━━ The input

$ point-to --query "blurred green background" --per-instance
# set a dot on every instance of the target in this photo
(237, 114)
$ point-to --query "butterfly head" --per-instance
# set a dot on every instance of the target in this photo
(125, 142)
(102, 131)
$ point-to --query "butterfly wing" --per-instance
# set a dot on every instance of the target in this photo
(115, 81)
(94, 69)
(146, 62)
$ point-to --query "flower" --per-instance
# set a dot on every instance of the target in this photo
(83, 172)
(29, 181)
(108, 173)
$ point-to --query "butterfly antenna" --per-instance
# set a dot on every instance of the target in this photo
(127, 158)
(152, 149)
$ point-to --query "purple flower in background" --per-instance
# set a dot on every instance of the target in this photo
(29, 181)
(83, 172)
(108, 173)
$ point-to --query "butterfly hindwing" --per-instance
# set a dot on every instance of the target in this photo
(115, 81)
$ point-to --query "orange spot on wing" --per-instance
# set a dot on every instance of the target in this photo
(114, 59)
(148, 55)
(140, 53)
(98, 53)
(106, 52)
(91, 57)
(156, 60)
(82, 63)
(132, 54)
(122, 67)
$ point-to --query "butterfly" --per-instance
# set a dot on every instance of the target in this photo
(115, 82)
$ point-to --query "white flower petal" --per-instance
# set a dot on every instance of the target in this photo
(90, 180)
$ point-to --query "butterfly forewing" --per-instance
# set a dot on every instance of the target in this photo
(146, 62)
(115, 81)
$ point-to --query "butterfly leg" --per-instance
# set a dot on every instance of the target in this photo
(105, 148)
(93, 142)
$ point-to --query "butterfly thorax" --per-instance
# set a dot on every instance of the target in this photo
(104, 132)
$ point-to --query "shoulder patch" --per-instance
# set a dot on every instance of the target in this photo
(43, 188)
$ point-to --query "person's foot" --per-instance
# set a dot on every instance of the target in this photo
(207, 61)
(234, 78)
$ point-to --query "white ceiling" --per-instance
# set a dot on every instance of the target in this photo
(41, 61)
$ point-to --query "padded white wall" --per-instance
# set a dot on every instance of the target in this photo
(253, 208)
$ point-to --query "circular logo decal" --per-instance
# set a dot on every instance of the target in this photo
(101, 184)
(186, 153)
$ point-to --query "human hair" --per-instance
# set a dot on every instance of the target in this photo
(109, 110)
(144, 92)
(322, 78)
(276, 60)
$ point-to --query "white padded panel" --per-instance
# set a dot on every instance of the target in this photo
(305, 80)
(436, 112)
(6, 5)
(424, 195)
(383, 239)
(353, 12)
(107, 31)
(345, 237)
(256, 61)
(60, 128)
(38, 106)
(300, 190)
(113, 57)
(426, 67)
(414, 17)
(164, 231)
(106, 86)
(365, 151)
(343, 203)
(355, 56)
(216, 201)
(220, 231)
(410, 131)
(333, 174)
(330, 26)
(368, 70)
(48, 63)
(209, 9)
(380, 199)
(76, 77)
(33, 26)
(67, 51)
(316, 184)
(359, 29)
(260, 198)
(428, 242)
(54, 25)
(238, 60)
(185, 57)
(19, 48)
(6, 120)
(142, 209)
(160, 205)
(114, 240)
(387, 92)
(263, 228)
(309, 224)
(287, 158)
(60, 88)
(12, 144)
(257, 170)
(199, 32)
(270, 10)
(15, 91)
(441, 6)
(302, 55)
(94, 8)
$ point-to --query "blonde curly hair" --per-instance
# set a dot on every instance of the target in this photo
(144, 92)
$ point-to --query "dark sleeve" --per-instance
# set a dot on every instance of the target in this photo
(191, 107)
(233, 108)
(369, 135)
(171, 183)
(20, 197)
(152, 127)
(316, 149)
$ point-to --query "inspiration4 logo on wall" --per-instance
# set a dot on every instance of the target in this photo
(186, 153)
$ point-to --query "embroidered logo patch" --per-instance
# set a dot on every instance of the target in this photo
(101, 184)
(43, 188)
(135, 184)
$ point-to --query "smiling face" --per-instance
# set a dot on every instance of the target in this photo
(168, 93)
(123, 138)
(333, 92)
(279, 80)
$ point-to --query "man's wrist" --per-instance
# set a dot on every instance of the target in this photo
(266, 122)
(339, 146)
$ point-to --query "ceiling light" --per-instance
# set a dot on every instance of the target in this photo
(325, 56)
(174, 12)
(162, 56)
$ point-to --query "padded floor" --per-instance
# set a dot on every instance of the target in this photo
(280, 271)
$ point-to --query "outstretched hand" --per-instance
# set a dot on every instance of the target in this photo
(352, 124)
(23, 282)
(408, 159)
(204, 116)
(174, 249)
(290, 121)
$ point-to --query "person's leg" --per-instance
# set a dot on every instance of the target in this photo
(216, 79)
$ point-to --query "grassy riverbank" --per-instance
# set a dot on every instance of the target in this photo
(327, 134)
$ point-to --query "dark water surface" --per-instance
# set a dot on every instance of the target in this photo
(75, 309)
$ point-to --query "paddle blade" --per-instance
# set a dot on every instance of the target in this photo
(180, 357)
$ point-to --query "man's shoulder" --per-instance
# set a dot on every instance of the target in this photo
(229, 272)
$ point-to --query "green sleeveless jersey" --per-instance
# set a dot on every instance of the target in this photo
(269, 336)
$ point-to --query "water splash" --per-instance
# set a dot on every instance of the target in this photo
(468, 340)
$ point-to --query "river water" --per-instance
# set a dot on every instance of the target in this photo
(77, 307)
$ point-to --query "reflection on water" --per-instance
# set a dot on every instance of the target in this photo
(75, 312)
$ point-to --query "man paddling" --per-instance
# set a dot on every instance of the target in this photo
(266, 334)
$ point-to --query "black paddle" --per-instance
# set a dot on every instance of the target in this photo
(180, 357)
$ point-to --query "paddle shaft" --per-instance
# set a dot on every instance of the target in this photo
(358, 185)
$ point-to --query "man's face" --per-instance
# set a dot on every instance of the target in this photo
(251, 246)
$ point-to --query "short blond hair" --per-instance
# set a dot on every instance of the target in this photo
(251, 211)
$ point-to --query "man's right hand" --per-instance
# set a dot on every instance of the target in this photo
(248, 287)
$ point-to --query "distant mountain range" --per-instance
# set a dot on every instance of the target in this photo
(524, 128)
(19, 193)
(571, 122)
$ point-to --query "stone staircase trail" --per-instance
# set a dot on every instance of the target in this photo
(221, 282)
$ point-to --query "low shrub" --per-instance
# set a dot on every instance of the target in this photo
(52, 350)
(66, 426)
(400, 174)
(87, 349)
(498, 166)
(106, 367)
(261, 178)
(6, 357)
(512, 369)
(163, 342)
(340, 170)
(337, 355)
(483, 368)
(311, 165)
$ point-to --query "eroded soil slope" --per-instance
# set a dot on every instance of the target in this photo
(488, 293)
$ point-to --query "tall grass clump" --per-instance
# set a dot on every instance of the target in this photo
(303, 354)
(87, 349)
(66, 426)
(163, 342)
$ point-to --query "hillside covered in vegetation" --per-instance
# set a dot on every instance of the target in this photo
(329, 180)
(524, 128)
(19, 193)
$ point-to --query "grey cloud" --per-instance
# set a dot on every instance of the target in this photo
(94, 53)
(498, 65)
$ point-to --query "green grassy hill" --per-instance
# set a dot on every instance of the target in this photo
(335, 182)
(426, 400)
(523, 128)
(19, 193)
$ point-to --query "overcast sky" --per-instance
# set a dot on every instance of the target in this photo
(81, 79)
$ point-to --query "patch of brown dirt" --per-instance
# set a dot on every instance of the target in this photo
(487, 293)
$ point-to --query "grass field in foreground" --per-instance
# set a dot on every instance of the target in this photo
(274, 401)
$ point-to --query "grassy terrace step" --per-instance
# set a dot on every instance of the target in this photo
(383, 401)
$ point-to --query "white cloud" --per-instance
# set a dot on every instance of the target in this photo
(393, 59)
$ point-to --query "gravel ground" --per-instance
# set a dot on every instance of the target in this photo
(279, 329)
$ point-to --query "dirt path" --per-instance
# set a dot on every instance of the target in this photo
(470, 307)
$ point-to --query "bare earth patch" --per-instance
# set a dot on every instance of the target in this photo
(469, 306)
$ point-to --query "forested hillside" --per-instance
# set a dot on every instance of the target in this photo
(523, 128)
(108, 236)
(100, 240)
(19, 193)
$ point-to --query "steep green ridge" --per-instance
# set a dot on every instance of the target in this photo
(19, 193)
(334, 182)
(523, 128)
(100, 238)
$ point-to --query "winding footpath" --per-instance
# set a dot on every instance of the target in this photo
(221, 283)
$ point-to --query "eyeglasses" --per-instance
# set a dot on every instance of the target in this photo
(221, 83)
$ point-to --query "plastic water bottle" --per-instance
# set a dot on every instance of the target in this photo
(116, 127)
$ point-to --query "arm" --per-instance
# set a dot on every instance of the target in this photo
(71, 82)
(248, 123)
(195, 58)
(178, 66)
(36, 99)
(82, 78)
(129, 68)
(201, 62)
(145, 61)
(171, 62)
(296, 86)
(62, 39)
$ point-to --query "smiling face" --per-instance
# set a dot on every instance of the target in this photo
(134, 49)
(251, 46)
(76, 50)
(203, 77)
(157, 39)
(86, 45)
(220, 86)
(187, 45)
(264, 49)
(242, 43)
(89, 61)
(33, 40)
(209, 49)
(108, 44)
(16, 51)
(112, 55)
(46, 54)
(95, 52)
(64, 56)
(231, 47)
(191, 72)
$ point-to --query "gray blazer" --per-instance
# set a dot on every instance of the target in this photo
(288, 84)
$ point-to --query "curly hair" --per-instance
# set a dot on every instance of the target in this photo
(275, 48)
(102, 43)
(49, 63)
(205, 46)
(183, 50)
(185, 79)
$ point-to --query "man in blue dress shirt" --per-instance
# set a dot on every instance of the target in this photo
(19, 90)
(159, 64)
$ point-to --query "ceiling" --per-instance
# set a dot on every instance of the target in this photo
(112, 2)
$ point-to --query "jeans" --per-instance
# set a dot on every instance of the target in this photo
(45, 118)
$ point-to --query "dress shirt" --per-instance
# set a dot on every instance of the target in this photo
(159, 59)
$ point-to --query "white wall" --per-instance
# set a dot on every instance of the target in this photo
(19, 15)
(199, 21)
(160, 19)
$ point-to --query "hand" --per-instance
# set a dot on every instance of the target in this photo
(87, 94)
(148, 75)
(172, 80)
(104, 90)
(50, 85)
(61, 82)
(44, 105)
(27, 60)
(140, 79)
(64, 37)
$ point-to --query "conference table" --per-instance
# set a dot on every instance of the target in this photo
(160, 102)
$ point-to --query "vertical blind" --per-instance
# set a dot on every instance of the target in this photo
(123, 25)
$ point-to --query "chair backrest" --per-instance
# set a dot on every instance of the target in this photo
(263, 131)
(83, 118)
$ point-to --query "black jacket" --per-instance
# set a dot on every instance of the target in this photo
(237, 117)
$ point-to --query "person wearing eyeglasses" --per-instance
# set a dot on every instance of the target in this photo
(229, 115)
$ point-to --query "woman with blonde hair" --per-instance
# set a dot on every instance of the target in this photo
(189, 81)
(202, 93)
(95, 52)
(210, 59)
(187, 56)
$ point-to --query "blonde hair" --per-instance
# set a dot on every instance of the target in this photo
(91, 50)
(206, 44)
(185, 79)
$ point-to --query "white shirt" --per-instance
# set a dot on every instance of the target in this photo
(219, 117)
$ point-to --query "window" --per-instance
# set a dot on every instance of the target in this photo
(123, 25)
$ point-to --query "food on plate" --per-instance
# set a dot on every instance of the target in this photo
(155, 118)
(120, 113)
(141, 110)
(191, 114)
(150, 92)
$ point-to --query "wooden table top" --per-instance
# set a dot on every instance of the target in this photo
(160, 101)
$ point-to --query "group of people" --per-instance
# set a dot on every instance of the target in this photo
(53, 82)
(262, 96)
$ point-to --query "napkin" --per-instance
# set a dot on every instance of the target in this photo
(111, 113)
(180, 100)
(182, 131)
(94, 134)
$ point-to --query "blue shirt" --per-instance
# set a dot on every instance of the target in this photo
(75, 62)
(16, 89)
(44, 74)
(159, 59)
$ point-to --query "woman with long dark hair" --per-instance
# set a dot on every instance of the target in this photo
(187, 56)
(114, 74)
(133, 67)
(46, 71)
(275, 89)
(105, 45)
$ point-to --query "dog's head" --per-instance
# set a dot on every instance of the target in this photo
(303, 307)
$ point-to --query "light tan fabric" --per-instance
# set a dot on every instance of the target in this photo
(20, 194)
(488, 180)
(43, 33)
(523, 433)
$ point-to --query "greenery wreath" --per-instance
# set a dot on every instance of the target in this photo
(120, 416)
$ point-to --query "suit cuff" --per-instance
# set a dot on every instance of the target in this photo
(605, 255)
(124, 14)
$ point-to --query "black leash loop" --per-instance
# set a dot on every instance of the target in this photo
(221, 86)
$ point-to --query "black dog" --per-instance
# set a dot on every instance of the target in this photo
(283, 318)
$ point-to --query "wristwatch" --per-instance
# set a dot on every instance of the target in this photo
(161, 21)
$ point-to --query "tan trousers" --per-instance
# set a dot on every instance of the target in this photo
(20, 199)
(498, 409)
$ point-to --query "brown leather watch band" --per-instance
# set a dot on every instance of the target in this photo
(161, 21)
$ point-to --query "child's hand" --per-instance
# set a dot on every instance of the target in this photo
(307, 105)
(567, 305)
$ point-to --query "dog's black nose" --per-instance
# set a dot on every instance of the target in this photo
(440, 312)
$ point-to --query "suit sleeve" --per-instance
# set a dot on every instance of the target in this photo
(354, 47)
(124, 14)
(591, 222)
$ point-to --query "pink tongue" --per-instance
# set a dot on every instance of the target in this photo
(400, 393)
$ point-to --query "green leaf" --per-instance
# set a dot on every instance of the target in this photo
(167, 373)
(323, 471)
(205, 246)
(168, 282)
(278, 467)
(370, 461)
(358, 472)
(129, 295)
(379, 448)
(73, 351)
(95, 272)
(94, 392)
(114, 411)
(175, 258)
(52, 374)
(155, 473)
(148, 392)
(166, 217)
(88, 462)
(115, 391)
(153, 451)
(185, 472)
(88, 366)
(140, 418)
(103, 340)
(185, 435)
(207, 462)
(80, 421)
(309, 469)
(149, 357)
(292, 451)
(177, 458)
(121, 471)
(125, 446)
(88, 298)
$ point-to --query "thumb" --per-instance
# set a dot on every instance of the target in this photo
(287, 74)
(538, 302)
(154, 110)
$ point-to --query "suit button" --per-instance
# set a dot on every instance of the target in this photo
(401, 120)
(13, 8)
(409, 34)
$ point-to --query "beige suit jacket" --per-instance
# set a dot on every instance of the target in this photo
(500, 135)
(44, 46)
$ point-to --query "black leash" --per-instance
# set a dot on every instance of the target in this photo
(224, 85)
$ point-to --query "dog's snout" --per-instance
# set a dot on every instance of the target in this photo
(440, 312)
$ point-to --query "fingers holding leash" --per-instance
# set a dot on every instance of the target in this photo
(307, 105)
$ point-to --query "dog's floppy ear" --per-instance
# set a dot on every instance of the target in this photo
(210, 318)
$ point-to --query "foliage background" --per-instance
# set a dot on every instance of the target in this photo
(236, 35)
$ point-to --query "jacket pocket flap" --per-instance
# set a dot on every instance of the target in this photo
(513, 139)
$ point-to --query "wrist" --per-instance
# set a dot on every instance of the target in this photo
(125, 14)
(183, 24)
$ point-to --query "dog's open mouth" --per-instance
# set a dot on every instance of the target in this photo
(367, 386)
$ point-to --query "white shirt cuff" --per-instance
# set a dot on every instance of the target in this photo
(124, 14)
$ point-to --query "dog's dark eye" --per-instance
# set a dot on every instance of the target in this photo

━━━━

> [Task requirements] Which lines of the records above hold the word "cloud"? Copy each one out.

> [Response to the task]
$ point-to --query "grey cloud" --per-instance
$ point-to --query "white cloud" --per-instance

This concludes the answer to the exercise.